(hl)
Stadtgeflüster vom 22. Februar 2017

21.02.2017 | Stand 02.12.2020, 18:37 Uhr

(hl) Wenn Sie der Zunft der Wirtschaftsprüfer oder der Portfolioberater angehören, hätten wir gestern beinahe Ihre Hilfe benötigt. Auch buchhaltungstechnisch versierte Mitmenschen, ach, beinahe jeder Viertklässler, der bei Vermittlung der Grundrechenarten aufgepasst hat, wäre uns recht gewesen.

Es ist nämlich so, und wir haben das schon oft genug zugeben müssen: Sobald es um Zahlen geht, kommen Journalisten ins Schleudern (Ausnahmen bestätigen die Regel).

Dass Zeitungsschreibern schon mal die Kommastellen verrutschen, dass sie Potenzen mit Quadratwurzeln verwechseln, Megatonnen und Milligramm durcheinanderbringen und überhaupt bei allem, was mit Ziffern zu tun hat, irgendwie schnell den Überblick verlieren, hat wohl mit der Verkümmerung gewisser Hirnregionen zu tun. Solange dafür die sprachlichen und analytischen Fertigkeiten einigermaßen vorzeigbar sind, dürfen und werden sich die Verleger hoffentlich nicht beschweren.

• **Aufgeführte Zeilen**

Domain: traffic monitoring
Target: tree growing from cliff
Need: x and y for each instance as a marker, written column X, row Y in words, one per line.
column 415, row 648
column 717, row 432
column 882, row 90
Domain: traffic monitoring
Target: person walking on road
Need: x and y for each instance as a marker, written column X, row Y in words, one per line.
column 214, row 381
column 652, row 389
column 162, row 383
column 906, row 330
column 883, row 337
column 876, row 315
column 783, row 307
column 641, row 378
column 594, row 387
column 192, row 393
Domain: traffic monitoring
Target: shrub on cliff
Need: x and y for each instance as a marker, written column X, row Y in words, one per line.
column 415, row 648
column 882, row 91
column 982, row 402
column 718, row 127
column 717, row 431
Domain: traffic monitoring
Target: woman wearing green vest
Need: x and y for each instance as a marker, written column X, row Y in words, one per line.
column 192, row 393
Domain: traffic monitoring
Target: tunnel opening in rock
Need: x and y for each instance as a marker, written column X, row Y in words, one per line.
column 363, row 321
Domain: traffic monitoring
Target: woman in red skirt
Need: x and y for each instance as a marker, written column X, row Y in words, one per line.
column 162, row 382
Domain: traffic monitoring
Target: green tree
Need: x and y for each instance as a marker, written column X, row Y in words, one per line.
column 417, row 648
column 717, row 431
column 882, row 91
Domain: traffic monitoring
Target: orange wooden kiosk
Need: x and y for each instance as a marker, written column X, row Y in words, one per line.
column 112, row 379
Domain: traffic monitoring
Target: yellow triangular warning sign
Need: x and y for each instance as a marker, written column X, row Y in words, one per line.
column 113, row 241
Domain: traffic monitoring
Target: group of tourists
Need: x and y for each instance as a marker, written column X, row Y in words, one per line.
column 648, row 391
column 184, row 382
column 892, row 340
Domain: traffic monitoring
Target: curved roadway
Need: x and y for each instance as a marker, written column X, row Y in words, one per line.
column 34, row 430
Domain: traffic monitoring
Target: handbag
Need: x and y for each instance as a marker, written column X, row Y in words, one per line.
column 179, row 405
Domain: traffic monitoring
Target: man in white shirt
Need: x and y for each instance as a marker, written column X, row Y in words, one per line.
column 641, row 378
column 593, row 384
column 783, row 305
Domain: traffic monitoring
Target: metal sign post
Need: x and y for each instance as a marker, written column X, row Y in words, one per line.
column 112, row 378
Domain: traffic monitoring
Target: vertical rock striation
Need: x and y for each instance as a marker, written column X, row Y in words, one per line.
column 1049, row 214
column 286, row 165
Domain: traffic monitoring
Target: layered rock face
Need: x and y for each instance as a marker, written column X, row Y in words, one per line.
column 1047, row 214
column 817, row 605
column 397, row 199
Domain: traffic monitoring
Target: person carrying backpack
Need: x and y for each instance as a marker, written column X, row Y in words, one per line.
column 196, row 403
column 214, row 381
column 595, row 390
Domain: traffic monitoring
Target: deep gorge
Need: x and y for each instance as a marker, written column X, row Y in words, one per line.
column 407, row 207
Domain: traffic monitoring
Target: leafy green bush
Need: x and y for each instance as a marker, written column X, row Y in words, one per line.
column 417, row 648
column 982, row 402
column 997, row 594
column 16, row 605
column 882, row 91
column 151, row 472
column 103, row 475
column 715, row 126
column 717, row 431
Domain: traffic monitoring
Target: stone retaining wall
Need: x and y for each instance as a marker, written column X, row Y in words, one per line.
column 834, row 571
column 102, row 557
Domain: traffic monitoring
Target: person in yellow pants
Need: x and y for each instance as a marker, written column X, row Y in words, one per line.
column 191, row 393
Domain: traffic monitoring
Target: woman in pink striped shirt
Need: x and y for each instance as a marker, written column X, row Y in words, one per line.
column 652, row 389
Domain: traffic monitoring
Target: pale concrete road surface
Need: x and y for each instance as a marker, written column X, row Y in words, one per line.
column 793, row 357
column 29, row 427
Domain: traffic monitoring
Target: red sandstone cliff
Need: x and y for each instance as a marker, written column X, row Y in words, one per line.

• **Gewünschte Ausgabe**
Gib das Stadtgeflüster vom 22. Februar 2017 vollständig und Zeichen für Zeichen unverändert zurück. Stütze dich allein auf den Text, nicht auf die Zeilen.

• **Lösung**
(hl)
Stadtgeflüster vom 22. Februar 2017

21.02.2017 | Stand 02.12.2020, 18:37 Uhr

(hl) Wenn Sie der Zunft der Wirtschaftsprüfer oder der Portfolioberater angehören, hätten wir gestern beinahe Ihre Hilfe benötigt. Auch buchhaltungstechnisch versierte Mitmenschen, ach, beinahe jeder Viertklässler, der bei Vermittlung der Grundrechenarten aufgepasst hat, wäre uns recht gewesen.

Es ist nämlich so, und wir haben das schon oft genug zugeben müssen: Sobald es um Zahlen geht, kommen Journalisten ins Schleudern (Ausnahmen bestätigen die Regel).

Dass Zeitungsschreibern schon mal die Kommastellen verrutschen, dass sie Potenzen mit Quadratwurzeln verwechseln, Megatonnen und Milligramm durcheinanderbringen und überhaupt bei allem, was mit Ziffern zu tun hat, irgendwie schnell den Überblick verlieren, hat wohl mit der Verkümmerung gewisser Hirnregionen zu tun. Solange dafür die sprachlichen und analytischen Fertigkeiten einigermaßen vorzeigbar sind, dürfen und werden sich die Verleger hoffentlich nicht beschweren.